Texte source:

· · · · ·

15 h 30. La totalité est finie depuis 20 minutes mais nous discutons toujours... Nous avons l'impression d'avoir rêvé. Mais non, l'éclipse a bien eu lieu et nous l'avons vue... C'est à ce moment, plongés dans nos réflexions, que deux femmes africaines s'approchent de notre "enclos" d'instruments... Elles nous saluent d'un bonjour bel et bien francophone. Ce sont deux représentantes de l'UNESCO, présentes à l'occasion du congrès qui se déroule à l'hôtel pour l'événement.
Hélène et moi-même (ma caméra à la main) nous approchons d'elles pour discuter un peu. Hélène leur demande si par hasard il existe un chant à l'occasion des éclipses totales. L'une venant du Mali, l'autre du Burkina Faso, aucune n'est en mesure de nous donner d'exemple de chant à l'occasion d'éclipse solaire. En revanche, elles nous confirment l'existence de rituels durant les éclipses de lune (plus fréquentes), où les gamins frappent dans des boîtes de conserves durant tout le phénomène. C'est à ce moment que, intriguées par nos t-shirts "éclipse 2001", l'une d'elles demande où s'en procurer ! Hélène court aussitôt chercher deux t-shirts restant du stock de Claude, notre accompagnateur, qui en avait prévu largement pour tout le monde !
Elle revient aussitôt et leur offre les deux t-shirt en souvenir de l'éclipse et de notre groupe de français. Hélène en profite pour leur demander leur impression personnelle sur l'éclipse qu'elles viennent de vivre : sur le coup, elles semblent très surprises par la question. Puis, un sourire aux lèvres, tentent de décrire la lumière de la totalité comme une lumière douce, agréable... paisible. Elles ont vraiment été impressionnées et ça se voit. « On comprend maintenant pourquoi il y a eu un si grand déplacement ! » dit l'une d'elle.
Là-dessus, Hélène, tout aussi ravie que moi, les remercie pour leur témoignage et nous leur souhaitons bon courage pour la suite de leur oeuvre humanitaire, notamment pour l'enseignement aux jeunes filles africaines. « Nous menons le même combat » conclut Hélène ! « Flammarion peut se reposer tranquille, nous avons l'esprit diffuseur ! ». Inutile de vous dire que ce fut le deuxième moment fort de la journée !


Petite "photo de groupe souvenir" devant le Nexstar de Philippe, comprenant Guy, Hélène, Marie,
moi (avec le chapeau), ainsi que les deux déléguées africaines de l'UNESCO
qui nous ont fait le plaisir de discuter avec nous à la fin de l'éclipse !

· · · · ·

Données de localisation par point pour chaque instance
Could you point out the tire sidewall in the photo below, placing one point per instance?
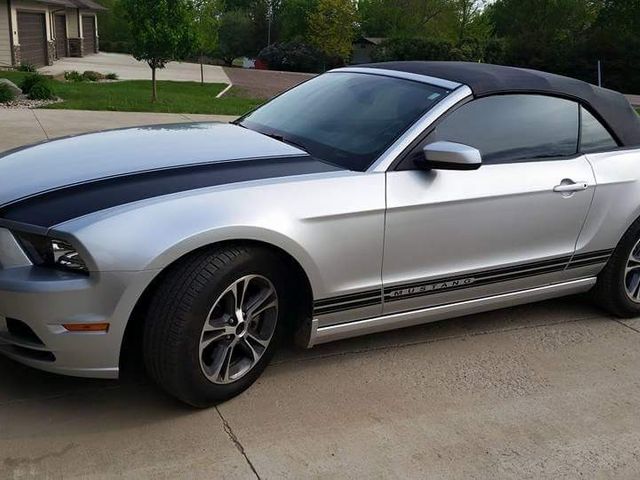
(196, 388)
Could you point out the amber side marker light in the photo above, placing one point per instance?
(86, 327)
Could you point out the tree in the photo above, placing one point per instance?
(332, 26)
(206, 24)
(293, 19)
(161, 31)
(236, 35)
(407, 18)
(469, 16)
(543, 34)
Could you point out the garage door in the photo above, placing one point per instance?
(61, 36)
(89, 33)
(32, 35)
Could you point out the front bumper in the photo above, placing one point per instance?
(44, 299)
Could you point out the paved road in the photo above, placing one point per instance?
(128, 68)
(550, 390)
(24, 127)
(634, 100)
(264, 83)
(543, 391)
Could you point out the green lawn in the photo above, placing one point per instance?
(135, 96)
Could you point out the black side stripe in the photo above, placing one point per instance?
(57, 206)
(460, 282)
(348, 302)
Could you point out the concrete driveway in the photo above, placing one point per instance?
(542, 391)
(24, 127)
(128, 68)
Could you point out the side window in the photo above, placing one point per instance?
(514, 128)
(594, 137)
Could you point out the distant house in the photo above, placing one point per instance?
(41, 31)
(363, 49)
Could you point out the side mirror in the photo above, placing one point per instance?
(450, 156)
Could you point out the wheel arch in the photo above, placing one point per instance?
(301, 285)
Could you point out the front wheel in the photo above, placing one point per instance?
(214, 323)
(618, 287)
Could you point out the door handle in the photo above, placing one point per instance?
(570, 187)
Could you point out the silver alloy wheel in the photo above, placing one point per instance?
(238, 329)
(632, 274)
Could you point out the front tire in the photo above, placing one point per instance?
(618, 287)
(214, 323)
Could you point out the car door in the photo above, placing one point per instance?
(511, 225)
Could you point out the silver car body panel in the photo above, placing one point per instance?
(382, 249)
(94, 156)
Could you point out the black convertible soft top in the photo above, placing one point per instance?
(610, 107)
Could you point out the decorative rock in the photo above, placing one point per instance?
(12, 86)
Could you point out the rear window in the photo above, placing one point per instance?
(594, 137)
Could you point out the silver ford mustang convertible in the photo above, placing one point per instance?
(366, 199)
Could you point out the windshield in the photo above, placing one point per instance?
(347, 119)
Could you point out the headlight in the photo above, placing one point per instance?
(51, 252)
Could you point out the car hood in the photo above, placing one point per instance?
(75, 160)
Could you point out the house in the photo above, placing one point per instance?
(39, 32)
(363, 49)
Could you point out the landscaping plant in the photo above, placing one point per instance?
(6, 95)
(41, 91)
(92, 76)
(27, 67)
(30, 81)
(73, 76)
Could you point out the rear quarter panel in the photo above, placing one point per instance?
(616, 203)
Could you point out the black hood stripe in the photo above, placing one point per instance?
(60, 205)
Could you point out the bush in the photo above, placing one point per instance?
(30, 80)
(405, 49)
(413, 49)
(41, 91)
(92, 76)
(27, 67)
(292, 56)
(73, 76)
(6, 95)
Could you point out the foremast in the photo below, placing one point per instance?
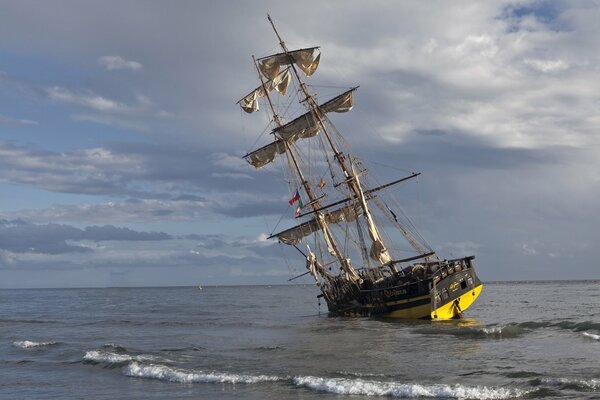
(304, 127)
(378, 248)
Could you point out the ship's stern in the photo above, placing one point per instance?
(454, 292)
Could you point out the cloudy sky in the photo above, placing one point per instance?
(120, 139)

· · · · ·

Travail demandé:
a: Recopiez mot pour mot le passage du récit de l'éclipse qui commence à « Hélène et moi-même » et se termine à « tout le monde ! ».
b: Rédigez la suite du récit de l'éclipse totale de 2001, à partir de sa dernière phrase.
Le matériel présenté n'intervient pas dans ce travail.

Résultats obtenus:
a:
Hélène et moi-même (ma caméra à la main) nous approchons d'elles pour discuter un peu. Hélène leur demande si par hasard il existe un chant à l'occasion des éclipses totales. L'une venant du Mali, l'autre du Burkina Faso, aucune n'est en mesure de nous donner d'exemple de chant à l'occasion d'éclipse solaire. En revanche, elles nous confirment l'existence de rituels durant les éclipses de lune (plus fréquentes), où les gamins frappent dans des boîtes de conserves durant tout le phénomène. C'est à ce moment que, intriguées par nos t-shirts "éclipse 2001", l'une d'elles demande où s'en procurer ! Hélène court aussitôt chercher deux t-shirts restant du stock de Claude, notre accompagnateur, qui en avait prévu largement pour tout le monde !

b:
16 h 10. L'éclipse est presque terminée. Quasiment plus personne ne la regarde désormais. J'aurais pu commencer à démonter mon matériel, mais je préfère continuer à discuter avec les autres et à prendre quelques photos de temps en temps... A 16 h 28, c'est le dernier contact. Encore un chouillat de Soleil éclipsé, puis en une seconde plus rien. L'astre du jour est redevenu parfaitement rond, comme à son habitude. L'éclipse est définitivement terminée, il ne nous reste plus qu'à tout remballer...


L'éclipse est terminée, le programme photo de Philippe Morel aussi... Il peut tout remballer !


Tout comme Yves et Geneviève Delaye, les deux célèbres chasseurs d'éclipses français...

Evidemment, lent comme je suis, je me retrouve parmi les derniers quittant le site d'observation. Pourtant, j'étais loin d'être celui qui avait le plus de matériel... quoique, trois trépieds et autant d'appareils, ça fait lourd quand même ! Néanmoins, j'eus l'occasion, comme Hélène, d'avoir cet "esprit diffuseur" qu'affectionnait particulièrement Camille Flammarion, le grand papa des vulgarisateurs de l'astronomie ! Deux serveurs zambiens de l'hôtel, qui s'étaient joints à nous pour nous aider à ranger les nombreuses chaises empruntées pour l'occasion, étaient en train de discuter en anglais, tous les deux, à mes côtés pendant que j'enroulais la bobine de cordon qui nous avait servi de "barrière".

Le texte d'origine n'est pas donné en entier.